Entries drawn from a collection:
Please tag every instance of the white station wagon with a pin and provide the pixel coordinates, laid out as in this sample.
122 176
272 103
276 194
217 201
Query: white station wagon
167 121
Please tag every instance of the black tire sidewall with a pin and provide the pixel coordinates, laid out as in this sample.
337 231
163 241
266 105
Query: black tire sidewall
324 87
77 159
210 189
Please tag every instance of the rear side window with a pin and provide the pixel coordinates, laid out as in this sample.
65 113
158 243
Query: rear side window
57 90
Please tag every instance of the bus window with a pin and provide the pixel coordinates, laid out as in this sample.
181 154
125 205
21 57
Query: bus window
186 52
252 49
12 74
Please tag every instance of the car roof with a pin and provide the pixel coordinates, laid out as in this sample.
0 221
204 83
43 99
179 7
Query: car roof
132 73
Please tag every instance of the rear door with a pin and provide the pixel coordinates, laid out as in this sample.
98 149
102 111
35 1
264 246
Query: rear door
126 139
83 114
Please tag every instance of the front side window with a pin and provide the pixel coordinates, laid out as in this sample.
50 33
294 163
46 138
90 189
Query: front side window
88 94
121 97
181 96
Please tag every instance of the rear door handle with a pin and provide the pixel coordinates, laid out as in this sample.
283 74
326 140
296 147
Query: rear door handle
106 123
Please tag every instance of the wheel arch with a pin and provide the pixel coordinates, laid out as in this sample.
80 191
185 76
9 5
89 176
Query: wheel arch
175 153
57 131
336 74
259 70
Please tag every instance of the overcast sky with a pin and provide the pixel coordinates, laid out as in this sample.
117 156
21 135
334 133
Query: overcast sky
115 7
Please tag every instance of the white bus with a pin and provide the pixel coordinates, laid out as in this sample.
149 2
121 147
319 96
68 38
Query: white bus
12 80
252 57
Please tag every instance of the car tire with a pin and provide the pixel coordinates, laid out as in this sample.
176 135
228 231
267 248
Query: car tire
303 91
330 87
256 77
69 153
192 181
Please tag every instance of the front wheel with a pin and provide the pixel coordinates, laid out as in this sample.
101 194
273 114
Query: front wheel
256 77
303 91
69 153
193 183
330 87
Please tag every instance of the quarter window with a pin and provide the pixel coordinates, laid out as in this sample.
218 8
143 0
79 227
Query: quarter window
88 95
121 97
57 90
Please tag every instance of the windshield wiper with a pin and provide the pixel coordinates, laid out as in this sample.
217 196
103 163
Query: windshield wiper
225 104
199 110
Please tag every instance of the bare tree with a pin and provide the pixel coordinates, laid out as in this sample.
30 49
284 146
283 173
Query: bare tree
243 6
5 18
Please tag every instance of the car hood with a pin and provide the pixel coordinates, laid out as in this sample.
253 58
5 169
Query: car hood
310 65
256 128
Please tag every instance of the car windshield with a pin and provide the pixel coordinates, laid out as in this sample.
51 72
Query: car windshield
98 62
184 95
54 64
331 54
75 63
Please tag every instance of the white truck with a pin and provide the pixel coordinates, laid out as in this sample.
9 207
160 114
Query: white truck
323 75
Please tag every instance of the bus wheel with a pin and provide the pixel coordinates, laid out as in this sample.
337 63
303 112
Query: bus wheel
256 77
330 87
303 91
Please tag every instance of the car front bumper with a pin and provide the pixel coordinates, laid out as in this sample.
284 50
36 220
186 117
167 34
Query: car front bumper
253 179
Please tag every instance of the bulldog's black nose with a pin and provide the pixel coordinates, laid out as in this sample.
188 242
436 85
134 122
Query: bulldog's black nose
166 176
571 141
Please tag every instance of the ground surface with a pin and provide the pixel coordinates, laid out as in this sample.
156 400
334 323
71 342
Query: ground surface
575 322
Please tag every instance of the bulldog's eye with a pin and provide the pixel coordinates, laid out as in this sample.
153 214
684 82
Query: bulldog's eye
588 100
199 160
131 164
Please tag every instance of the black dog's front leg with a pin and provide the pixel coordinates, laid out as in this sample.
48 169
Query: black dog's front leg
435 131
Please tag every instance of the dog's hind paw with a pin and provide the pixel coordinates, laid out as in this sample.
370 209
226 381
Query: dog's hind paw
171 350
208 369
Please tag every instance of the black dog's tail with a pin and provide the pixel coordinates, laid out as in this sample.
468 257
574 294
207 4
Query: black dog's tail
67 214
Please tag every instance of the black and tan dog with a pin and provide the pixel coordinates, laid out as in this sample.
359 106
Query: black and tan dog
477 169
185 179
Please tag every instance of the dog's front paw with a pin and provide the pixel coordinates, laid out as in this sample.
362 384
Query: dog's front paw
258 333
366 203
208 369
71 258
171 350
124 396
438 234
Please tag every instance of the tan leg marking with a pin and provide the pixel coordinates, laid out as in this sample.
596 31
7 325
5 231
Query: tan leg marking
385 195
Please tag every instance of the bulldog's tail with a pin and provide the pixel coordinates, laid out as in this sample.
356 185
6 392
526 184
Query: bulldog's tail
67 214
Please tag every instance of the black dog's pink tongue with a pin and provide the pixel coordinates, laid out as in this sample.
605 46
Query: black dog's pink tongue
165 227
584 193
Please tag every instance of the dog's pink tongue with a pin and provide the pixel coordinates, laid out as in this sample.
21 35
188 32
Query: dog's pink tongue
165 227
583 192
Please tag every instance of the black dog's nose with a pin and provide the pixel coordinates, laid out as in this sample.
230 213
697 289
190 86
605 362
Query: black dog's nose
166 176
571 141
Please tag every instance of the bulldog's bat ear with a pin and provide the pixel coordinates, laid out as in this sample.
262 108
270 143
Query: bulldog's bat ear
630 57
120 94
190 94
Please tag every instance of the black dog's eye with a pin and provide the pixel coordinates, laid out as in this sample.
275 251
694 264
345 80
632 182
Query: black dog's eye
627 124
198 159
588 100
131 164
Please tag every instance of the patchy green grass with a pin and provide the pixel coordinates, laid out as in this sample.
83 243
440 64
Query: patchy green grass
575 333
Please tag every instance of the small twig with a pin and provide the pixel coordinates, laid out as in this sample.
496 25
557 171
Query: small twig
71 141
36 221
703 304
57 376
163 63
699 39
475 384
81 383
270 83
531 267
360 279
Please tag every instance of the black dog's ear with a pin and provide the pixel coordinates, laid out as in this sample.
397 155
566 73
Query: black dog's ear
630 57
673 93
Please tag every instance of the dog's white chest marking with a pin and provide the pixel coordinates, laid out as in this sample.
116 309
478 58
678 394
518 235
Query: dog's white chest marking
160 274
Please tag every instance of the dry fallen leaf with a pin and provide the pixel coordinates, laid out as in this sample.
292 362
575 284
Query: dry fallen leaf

**Task goal**
Duplicate all of the records above line for line, changing nothing.

**Solution for this task**
Please tag every instance of the white station wagon with a pin and provide the pixel coordinates, laid out as in this sample.
122 176
272 103
276 194
217 201
Query: white station wagon
167 121
Please tag every instance of the black tire sidewall with a pin and provide the pixel coordinates, laid out as in this sample.
337 231
163 241
266 105
Query: black tire sidewall
324 87
77 159
210 189
Please tag every instance of the rear side window with a pin and provide the pixel coordinates, laid out as in this sample.
65 113
158 243
Query: rear side window
57 90
Please tag every instance of the bus window with a pin and provide the pixel coordinates, laid out as in this sample.
181 154
125 205
21 57
Query: bus window
186 52
252 49
12 74
Please tag every instance of the car roof with a pin and provide the pixel coordinates, laid out as in this sample.
0 221
204 83
43 99
179 7
Query: car roof
132 73
Please tag every instance of the rear door with a pin and provide the pixel coordinates, laid out as in this sample.
98 149
102 111
35 1
264 246
Query: rear door
126 139
83 114
Please tag every instance of the front side window with a pin and provide the pixel coordinates, laid out as in this sample.
50 33
294 163
46 138
90 189
Query: front side window
88 94
121 97
181 96
Please tag every instance of the rear door handle with a pin and provide the pixel coordinates, laid out as in this sample.
283 74
326 140
296 147
Query: rear door handle
106 123
Please tag every instance of the wheel arch with a pin and provide the pixel coordinates, laid out as in this sample.
80 191
185 76
9 5
89 176
Query: wheel arch
175 153
57 131
336 74
259 70
Please tag every instance of the overcast sky with a pin and provide the pixel coordinates, laid out as in this sample.
117 156
21 135
334 133
Query: overcast sky
115 7
Please tag every instance of the white bus with a pin and provide the pixel coordinates, laid out as in this sample.
149 2
121 147
319 96
68 38
Query: white bus
12 80
252 57
Please tag every instance of the car tire with a pin and provide the pixel coordinates, laid out as in this sample.
176 135
228 231
267 248
Query: car tire
303 91
330 87
256 77
69 153
192 181
Please tag every instance of the front wheel with a pin and provide the pixel coordinates, laid out as in this sample.
101 194
273 114
Query: front wheel
256 77
303 91
69 153
193 183
330 87
Please tag every instance of the quarter window with a pin and provide the pixel coordinates, laid out as in this sample.
218 8
143 0
79 227
Query: quarter window
88 95
121 97
57 90
Please tag every instance of the windshield wiper with a pin and provide the pixel coordinates, laid out as in this sample.
217 196
103 163
Query: windshield wiper
225 104
199 110
Please tag every instance of the bare tree with a pin and provide the pixel coordinates, laid out as in this sample.
30 49
284 146
283 173
Query: bare tree
243 6
5 18
Please tag every instance of the car hood with a pin and provide the pixel coordinates, laid out as in this sample.
253 58
5 169
Query: car hood
310 65
256 128
Please tag every instance of the car windshield with a pin and provide the pixel coordinates, laid out as in this sample.
51 72
Query: car windshield
98 62
184 95
54 64
331 54
75 63
Please tag every instance of the white truck with a pin and provide the pixel coordinates, laid out as in this sample.
9 207
160 114
Query: white truck
323 75
Please tag every instance of the bus wheel with a pin and provide the pixel coordinates, laid out as in this sample.
337 63
303 112
Query: bus wheel
256 77
330 87
303 91
Please tag every instance of the car front bumper with a pin and provide the pixel coordinates, laid out as in this sample.
284 50
36 220
186 117
167 34
Query: car front bumper
253 179
Please tag every instance of the bulldog's black nose with a pin and provide the pixel coordinates, laid out as in this sample.
188 242
436 85
134 122
Query: bulldog's black nose
166 176
571 141
Please tag every instance of the ground surface with a pin and provide the pixel coordinates, laid out as in this sample.
156 400
334 323
71 342
Query: ground surface
575 322
Please tag every instance of the bulldog's eye with a pin and provide the pixel coordinates, laid out as in this sample.
153 214
684 82
Query: bulldog's eye
588 100
199 160
131 164
Please tag every instance of the black dog's front leg with a pin and provide the pixel coordinates, laid out as in this sample.
48 169
Query: black dog's front leg
435 131
Please tag every instance of the dog's hind paw with a pin and provide the pixel coordinates, laid out as in this sample.
370 209
226 381
Query: dog's hind paw
171 350
208 369
Please tag every instance of the black dog's tail with a pin and provide the pixel coordinates, laid out as in this sample.
468 257
574 294
207 4
Query: black dog's tail
67 214
Please tag every instance of the black and tan dog with a pin and provide the pixel coordinates, laid out as in this sample.
359 106
Query: black and tan dog
477 169
185 179
Please tag every instance of the dog's front paw with a pin and provide the pixel coordinates, laid out as in this sample.
362 384
Query: dog's front paw
258 333
366 203
208 369
71 258
171 350
124 396
438 234
Please tag every instance of the tan leg marking with a pin and provide the pixel coordinates, laid out as in this sample.
596 31
7 325
5 231
Query: tan leg marking
385 195
Please tag every instance of the bulldog's tail with a pin and provide the pixel coordinates, laid out as in this sample.
356 185
6 392
526 184
Query: bulldog's tail
67 214
Please tag every instance of the black dog's pink tongue with a pin and provide the pixel coordinates, laid out as in this sample.
605 46
Query: black dog's pink tongue
165 227
584 193
Please tag every instance of the dog's pink tongue with a pin and provide the pixel coordinates, laid out as in this sample.
21 35
188 32
Query: dog's pink tongue
165 227
583 192
Please tag every instance of the black dog's nose with a pin and provide the pixel coordinates, laid out as in this sample.
230 213
697 289
190 86
605 362
Query: black dog's nose
166 176
571 141
Please tag every instance of the bulldog's bat ear with a pin and provide the pixel coordinates, laid out as in this sample.
262 108
270 143
Query: bulldog's bat ear
630 57
120 94
190 94
Please tag every instance of the black dog's eye with a pin and provide the pixel coordinates, laid out as in this sample.
275 251
694 264
345 80
632 182
Query: black dog's eye
627 124
198 159
588 100
131 164
Please tag every instance of the patchy green grass with a pin and provide the pixel coordinates, laid out as in this sample.
83 243
440 64
Query: patchy green grass
575 333
Please tag every instance of the small twig with a pin and provide the pixel coordinates, laid out as in this sample.
496 25
557 171
Query: small twig
71 141
36 221
703 304
57 376
163 63
699 39
475 384
81 383
270 83
531 267
360 279
Please tag every instance of the black dog's ear with a pin and provide the pixel coordinates, laid out as in this sample.
397 155
566 73
Query: black dog's ear
630 57
673 93
Please tag every instance of the dog's white chest marking with a pin and provide the pixel coordinates, laid out as in this sample.
116 309
478 58
678 394
518 235
Query: dog's white chest marking
160 274
Please tag every instance of the dry fallen leaf with a pin and provide the pixel coordinates, laid out as in this sample.
292 362
575 284
Query: dry fallen leaf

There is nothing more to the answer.